Stated exercise -
Can you rewrite the items below with every "one point per instance" swapped for "a single point for each instance" and nothing else changed? Leave the pictures out of your answer.

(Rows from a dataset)
------------------------------------

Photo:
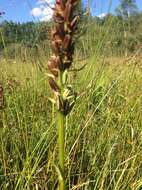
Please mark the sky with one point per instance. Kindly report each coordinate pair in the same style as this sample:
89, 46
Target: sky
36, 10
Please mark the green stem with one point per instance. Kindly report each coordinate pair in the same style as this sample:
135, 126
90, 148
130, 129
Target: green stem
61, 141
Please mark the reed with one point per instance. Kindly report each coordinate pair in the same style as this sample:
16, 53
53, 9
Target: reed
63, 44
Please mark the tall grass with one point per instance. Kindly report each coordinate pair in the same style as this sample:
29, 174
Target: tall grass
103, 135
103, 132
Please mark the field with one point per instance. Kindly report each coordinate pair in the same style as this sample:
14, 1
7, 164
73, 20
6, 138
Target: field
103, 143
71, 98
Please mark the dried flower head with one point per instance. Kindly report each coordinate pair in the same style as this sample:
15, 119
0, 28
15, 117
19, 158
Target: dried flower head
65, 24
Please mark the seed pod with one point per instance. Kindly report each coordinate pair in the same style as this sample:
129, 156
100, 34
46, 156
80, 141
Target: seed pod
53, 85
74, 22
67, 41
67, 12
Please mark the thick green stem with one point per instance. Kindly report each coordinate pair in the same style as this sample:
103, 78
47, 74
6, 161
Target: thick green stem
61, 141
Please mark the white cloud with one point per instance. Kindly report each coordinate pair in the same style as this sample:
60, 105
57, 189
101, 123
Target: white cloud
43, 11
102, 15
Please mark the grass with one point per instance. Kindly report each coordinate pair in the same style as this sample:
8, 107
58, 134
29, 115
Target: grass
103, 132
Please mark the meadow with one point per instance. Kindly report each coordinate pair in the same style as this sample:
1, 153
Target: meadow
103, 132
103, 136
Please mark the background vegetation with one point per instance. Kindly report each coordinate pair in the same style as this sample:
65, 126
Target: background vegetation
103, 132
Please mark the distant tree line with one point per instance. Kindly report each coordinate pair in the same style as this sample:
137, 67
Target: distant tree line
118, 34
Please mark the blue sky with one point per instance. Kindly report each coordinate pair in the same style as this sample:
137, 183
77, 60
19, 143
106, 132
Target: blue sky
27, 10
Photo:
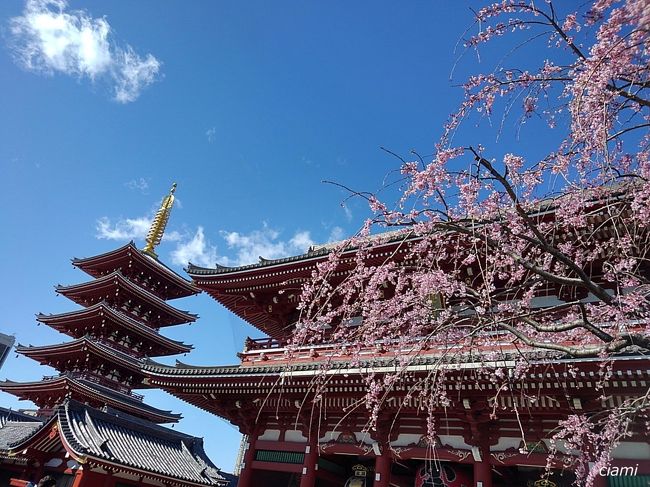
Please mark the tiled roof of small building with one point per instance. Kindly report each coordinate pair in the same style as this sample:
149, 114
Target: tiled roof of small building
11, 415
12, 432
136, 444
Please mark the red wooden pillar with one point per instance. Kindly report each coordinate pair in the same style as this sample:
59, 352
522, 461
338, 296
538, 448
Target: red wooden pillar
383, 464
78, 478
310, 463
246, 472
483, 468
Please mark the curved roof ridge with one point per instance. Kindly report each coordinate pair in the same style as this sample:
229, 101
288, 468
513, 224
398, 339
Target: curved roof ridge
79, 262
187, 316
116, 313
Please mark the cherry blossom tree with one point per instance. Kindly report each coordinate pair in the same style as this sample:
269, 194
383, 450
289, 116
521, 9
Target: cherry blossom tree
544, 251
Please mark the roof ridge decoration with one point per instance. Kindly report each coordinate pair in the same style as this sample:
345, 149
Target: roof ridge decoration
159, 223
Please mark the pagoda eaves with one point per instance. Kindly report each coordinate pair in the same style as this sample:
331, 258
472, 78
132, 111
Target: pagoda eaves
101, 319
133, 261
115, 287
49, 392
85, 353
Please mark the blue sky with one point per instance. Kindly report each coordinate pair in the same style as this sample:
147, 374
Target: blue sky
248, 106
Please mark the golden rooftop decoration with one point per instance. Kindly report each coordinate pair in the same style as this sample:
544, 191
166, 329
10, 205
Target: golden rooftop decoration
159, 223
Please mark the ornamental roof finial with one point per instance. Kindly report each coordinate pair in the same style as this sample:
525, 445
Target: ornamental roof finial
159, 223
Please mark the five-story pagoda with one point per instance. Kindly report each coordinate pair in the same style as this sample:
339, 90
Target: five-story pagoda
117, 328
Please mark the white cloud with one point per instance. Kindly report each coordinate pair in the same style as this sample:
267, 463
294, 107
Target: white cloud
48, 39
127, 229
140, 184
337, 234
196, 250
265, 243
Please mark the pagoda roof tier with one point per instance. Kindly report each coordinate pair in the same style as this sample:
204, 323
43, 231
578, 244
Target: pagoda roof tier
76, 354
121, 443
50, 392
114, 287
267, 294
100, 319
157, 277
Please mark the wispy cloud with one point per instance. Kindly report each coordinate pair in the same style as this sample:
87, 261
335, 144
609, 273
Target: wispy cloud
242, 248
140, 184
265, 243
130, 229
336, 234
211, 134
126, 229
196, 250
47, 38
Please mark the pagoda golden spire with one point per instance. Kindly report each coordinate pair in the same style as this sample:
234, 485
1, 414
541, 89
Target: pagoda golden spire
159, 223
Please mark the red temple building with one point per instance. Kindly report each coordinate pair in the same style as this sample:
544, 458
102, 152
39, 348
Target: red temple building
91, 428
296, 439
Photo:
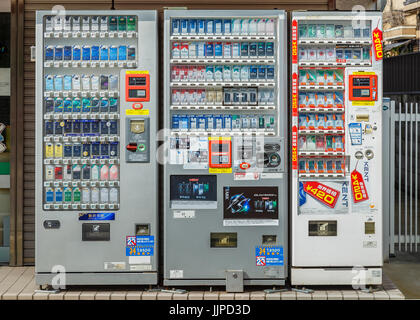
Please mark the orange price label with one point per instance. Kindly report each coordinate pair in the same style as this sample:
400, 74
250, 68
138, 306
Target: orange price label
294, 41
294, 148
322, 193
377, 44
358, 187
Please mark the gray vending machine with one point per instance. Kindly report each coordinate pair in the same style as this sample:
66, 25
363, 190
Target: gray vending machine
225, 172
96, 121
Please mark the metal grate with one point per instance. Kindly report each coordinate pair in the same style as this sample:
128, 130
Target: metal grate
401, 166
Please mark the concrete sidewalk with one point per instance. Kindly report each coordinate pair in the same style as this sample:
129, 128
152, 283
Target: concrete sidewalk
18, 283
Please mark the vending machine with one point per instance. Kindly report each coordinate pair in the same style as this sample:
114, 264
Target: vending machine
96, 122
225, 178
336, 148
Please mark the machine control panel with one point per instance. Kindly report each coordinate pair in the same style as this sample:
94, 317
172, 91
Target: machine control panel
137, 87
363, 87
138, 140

------------------------------------

The reply -
Photo:
Please mark the sky with a single point for each instance. Kindly report each coordinate pair in the same style as this sample:
89, 46
Target: sky
36, 10
Please mark the green stem with a single point for each instance. Kindly report each coordinate pair in the same style as this sample:
135, 126
90, 148
130, 129
Target: green stem
61, 141
Please mark the reed with a single point for each instance. Kindly report each coordinate pair in the same style as this sample:
16, 53
53, 9
Target: reed
63, 44
Please mark the tall grass with a single point for each instance. Kindly report each coordinate pair in the same style as this sample:
29, 174
Target: tall grass
103, 135
103, 132
Please mark the field with a single point for each instance. Kindly report each coordinate pair in the same style as this sample:
14, 1
7, 164
73, 20
6, 138
Target: field
103, 143
71, 98
Please mark the dried flower head with a single point for each instance. Kindly report each coordinate pair in the same style as this sample:
15, 119
0, 28
15, 117
19, 158
Target: dried flower head
65, 24
Please mark the seed pod with a single point for each instance. Kindly report each coordinate pair in the same style as this sample:
129, 156
100, 34
46, 156
80, 141
Target: seed pod
53, 85
74, 22
67, 41
67, 12
Please mark the thick green stem with a single point for each instance. Kindly report each coordinate pair in the same style as this sample:
103, 78
47, 74
6, 161
Target: thick green stem
61, 141
Please mark the white cloud with a single point for each instance. Kindly report each coordinate pair in the same style as this sample:
60, 105
57, 189
101, 123
Target: white cloud
43, 11
102, 15
Please mark the grass with a single point for each instance. Kindly report each coordinate pair in the same style as this sample:
8, 107
58, 134
29, 115
Target: grass
103, 132
Please mark the meadow with a single point for each instance. Kindly report each coordinate pair in the same style as this sample:
1, 153
Target: meadow
103, 132
103, 136
Please mark the background vegetation with a single point for each instance. Kindly report each coordinate pair in the same style as this sample:
65, 126
Target: background vegetation
103, 132
Please mark the distant tree line with a single point for each instance. Kindly report each coordinate pair in the same style as this sample:
137, 67
Target: distant tree line
118, 34
Please mark the blue sky with a single point for each instance. Kindly report each coordinate pair in the same style as this sample:
137, 183
77, 60
19, 143
106, 132
Target: blue sky
27, 10
Photo:
Please mark the tiled roof of small building with a single point for each instance. Kindly report each coordinate pair in the same style as this sample:
149, 114
Target: tiled roof of small building
11, 415
12, 432
136, 444
Please mark the red wooden pillar with a single point for each instance. Kindly report each coordinate pair in the same style as this sample:
59, 352
522, 461
338, 296
538, 448
Target: red wooden pillar
383, 464
78, 478
310, 463
246, 472
483, 468
Please mark the curved roof ridge with a single point for each instance. Kindly report each coordinate pair in the same style as this sample:
229, 101
288, 468
513, 224
398, 339
Target: curved roof ridge
79, 262
187, 316
116, 313
Please mark the cherry blossom tree with a single point for each instance. Kindly report each coordinate pair in the same style as this sample:
269, 194
383, 450
289, 116
521, 9
Target: cherry blossom tree
544, 251
Please mark the roof ridge decoration with a single point for each instance. Kindly report each coordinate pair in the same style as this sample:
345, 149
Target: roof ridge decoration
159, 223
Please mark the pagoda eaves with a single point for each instance. Kindly report each coordinate pair in the same style as this sample:
331, 258
472, 78
132, 111
Target: pagoda eaves
101, 319
133, 261
115, 287
49, 392
85, 353
Please mark the blue sky with a single point for each instance. Kindly report each coordinate pair in the same style as this sample:
147, 374
Target: blue sky
248, 106
Please mark the golden rooftop decoration with a single point for each instance. Kindly report each coordinate pair in the same style as this sample:
544, 191
166, 329
10, 205
Target: golden rooftop decoration
159, 223
Please mark the ornamental roof finial with a single point for each instance. Kindly report each coordinate pair in the same style as this sample:
525, 445
Target: ornamental roof finial
159, 223
Please mark the five-story pagoda with a single point for each instance. Kindly report each coordinate pair in the same style as this sample:
339, 90
Target: five-story pagoda
117, 328
Please mark the white cloud with a single point for each instance. Kindly report each coordinate pair in the same style as this sample:
267, 463
294, 107
Target: white cloud
48, 39
127, 229
140, 184
337, 234
196, 250
265, 243
Please mark the pagoda roof tier with a single point for each instance. Kindly report each coordinate pair in the same style as this sample:
204, 323
43, 231
578, 244
Target: pagoda roof tier
76, 354
121, 443
50, 392
114, 287
267, 294
100, 319
157, 277
Please mark the wispy cloud with a single point for each instance. Kindly report each coordinate pair in the same style as this sample:
87, 261
335, 144
609, 273
Target: wispy cloud
242, 248
140, 184
265, 243
130, 229
336, 234
211, 134
126, 229
196, 250
47, 38
Please mark the pagoda golden spire with a single point for each instance. Kindly report each coordinate pair in the same style as this sample:
234, 485
1, 414
541, 89
Target: pagoda golden spire
159, 223
Please mark the red temple building with a single point for each instance. Kindly report each coordinate pair in the same style as this sample:
544, 458
102, 152
39, 348
Target: red temple building
91, 428
296, 439
Photo:
Please mark the orange price label with a single point for each instance. Kindly report each coordinate pair in the same style as this sample:
400, 74
250, 68
138, 306
Target: orange price label
294, 41
294, 148
322, 193
377, 44
358, 187
Please mark the gray vending machine with a single point for each instance. Kindly report each coordinate pair in the same style as this sample:
66, 25
363, 190
Target: gray vending machine
225, 172
96, 121
Please mark the metal grate with a single point for each instance. Kindly report each coordinate pair in the same style as this sample:
128, 130
Target: metal grate
401, 166
Please mark the concrete sidewalk with a single point for each instance. Kindly report each coordinate pair in the same style as this sample:
129, 128
152, 283
Target: concrete sidewalk
18, 283
Please mark the vending machine with a single point for each instance. Kindly report each coordinate pair in the same style as this sample:
114, 264
Target: vending machine
96, 122
225, 178
336, 148
Please mark the machine control panel with a single point for each instance. Kindly report each coordinate pair in the same style as this sample:
94, 317
172, 91
Target: machine control panel
137, 87
363, 87
138, 140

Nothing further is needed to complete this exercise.